Extracted information –
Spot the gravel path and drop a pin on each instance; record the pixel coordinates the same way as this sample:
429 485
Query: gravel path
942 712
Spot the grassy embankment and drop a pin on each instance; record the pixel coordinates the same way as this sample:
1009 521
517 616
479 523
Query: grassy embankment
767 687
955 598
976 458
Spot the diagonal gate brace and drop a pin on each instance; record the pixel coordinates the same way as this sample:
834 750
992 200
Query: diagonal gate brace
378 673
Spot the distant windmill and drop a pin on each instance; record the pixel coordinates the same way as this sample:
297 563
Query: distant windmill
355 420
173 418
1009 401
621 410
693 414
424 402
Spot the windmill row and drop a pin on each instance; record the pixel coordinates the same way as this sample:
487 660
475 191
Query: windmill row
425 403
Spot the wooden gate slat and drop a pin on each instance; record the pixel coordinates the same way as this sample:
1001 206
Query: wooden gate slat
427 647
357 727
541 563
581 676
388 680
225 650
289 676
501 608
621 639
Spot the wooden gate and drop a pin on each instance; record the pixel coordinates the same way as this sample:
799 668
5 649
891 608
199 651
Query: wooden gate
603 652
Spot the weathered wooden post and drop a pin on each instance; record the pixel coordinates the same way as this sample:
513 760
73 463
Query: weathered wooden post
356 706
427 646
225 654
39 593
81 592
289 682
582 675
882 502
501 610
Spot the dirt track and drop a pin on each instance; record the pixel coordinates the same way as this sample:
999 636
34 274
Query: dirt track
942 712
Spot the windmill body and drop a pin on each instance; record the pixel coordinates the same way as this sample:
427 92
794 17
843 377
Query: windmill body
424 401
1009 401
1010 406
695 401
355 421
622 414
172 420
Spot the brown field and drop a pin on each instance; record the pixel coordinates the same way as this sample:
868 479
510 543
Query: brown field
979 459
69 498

Task description – Copy all of the data above word for word, with every line in the same order.

Correct response –
Spot the gravel path and drop a pin on each instance; record the pixel coordinates the same way as this sample:
429 485
Query: gravel path
942 712
Spot the grassy embankment and drop a pin on each instance; record the pixel coordinates the same way as this sample:
1009 521
517 616
479 523
Query: grassy embankment
767 687
955 598
976 458
Spot the diagonal gate brace and drop a pin on each instance; record the pixel coordinates the same way as this sample:
834 750
992 200
Query: diagonal gate brace
378 673
Spot the distant windmill and drop a pin on each instance; record the pixel coordinates the same way as this sample:
297 563
Query: distant windmill
355 420
173 418
1009 401
621 410
693 414
424 402
Spot the windmill row and drop a pin on each instance; record the pixel coordinates the same way as this sample:
487 660
475 191
Query: windmill row
425 403
Spot the wooden gate slat and drop a pin on each instance; record the pixel coordinates the same way as this sample:
1001 206
Query: wooden gate slat
427 647
357 727
541 563
581 676
388 680
225 650
289 676
501 608
621 639
Spot the wooden gate and drop a pin on each instance; record the pixel coordinates the same way as this sample:
799 668
5 649
891 608
199 651
Query: wooden gate
603 652
Spot the weathered wooden post and drop a pin on each instance; record the pixel coordinates the same way as this sample:
513 760
73 463
Query: weathered wooden post
356 706
427 646
225 654
39 593
81 592
289 682
582 675
882 502
501 610
Spot the dirt track and drop a pin on each instance; record the pixel coordinates the same way as this sample:
999 636
34 274
Query: dirt track
942 712
Spot the windmill body and drop a pin on each instance; record the pixel coordinates the same way as this sample:
427 92
794 17
843 377
Query: windmill body
424 401
1009 401
1010 406
695 401
355 421
622 414
172 420
Spot the brown field and drop a pin on each instance; record the pixel coordinates the same way as this sample:
868 479
510 543
Query: brown field
979 459
69 498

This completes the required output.